■ AIM OF THE TASK: Turn everything from the first line of the items below down to the line that contains "x=1008, y=417" into a JSON list of strings, one string per line, leaving out blank lines.

((

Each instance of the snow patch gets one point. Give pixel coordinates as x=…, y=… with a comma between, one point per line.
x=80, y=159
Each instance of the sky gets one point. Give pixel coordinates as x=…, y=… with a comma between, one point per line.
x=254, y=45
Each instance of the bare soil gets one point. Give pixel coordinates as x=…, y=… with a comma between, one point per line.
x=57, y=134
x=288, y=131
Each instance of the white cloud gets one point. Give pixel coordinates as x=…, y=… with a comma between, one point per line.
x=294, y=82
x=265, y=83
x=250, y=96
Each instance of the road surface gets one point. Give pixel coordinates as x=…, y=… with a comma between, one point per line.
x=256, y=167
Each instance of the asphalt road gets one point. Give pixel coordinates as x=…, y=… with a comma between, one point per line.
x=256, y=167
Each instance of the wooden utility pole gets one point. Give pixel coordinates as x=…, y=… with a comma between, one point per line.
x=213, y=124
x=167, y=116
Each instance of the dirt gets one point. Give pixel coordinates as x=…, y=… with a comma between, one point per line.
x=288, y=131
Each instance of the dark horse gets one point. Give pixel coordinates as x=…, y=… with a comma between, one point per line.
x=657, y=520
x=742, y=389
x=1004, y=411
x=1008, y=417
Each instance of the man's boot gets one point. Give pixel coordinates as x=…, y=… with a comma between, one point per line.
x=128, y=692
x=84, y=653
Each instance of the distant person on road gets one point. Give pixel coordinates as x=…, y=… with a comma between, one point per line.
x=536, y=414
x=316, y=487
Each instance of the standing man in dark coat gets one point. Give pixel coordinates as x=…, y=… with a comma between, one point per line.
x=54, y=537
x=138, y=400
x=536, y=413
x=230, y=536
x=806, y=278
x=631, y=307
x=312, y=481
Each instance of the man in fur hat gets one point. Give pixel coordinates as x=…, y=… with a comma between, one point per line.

))

■ EXERCISE SOLUTION:
[
  "Each instance of the snow patch gets one point. Give pixel coordinates as x=…, y=… with a comma between, one point per line.",
  "x=80, y=159",
  "Each instance of the sky gets one point. Give pixel coordinates as x=…, y=… with a comma between, one point per line.",
  "x=254, y=45",
  "Each instance of the bare soil gets one point. Give pixel coordinates as x=…, y=… with a comma between, one point per line.",
  "x=57, y=134",
  "x=288, y=131",
  "Each instance of the white cloud gets one point. Give pixel coordinates as x=…, y=… with a comma between, one point per line.",
  "x=294, y=82",
  "x=265, y=83",
  "x=250, y=96",
  "Each instance of the road surface gets one point. Give pixel coordinates as x=…, y=… with a comma between, one point per line.",
  "x=256, y=167",
  "Each instance of the asphalt road gets one point. Give pixel coordinates as x=…, y=… with a comma between, one point per line.",
  "x=256, y=167",
  "Each instance of the wooden utility pole gets one point. Give pixel coordinates as x=…, y=… with a comma between, one point per line.",
  "x=213, y=124",
  "x=167, y=116",
  "Each instance of the dirt gets one point. Give pixel coordinates as x=…, y=… with a comma between, one point per line.",
  "x=288, y=131",
  "Each instance of the dark horse gets one point. Give pixel coordinates as x=…, y=… with a comma between, one point per line.",
  "x=657, y=520",
  "x=742, y=389",
  "x=1004, y=411",
  "x=1008, y=417"
]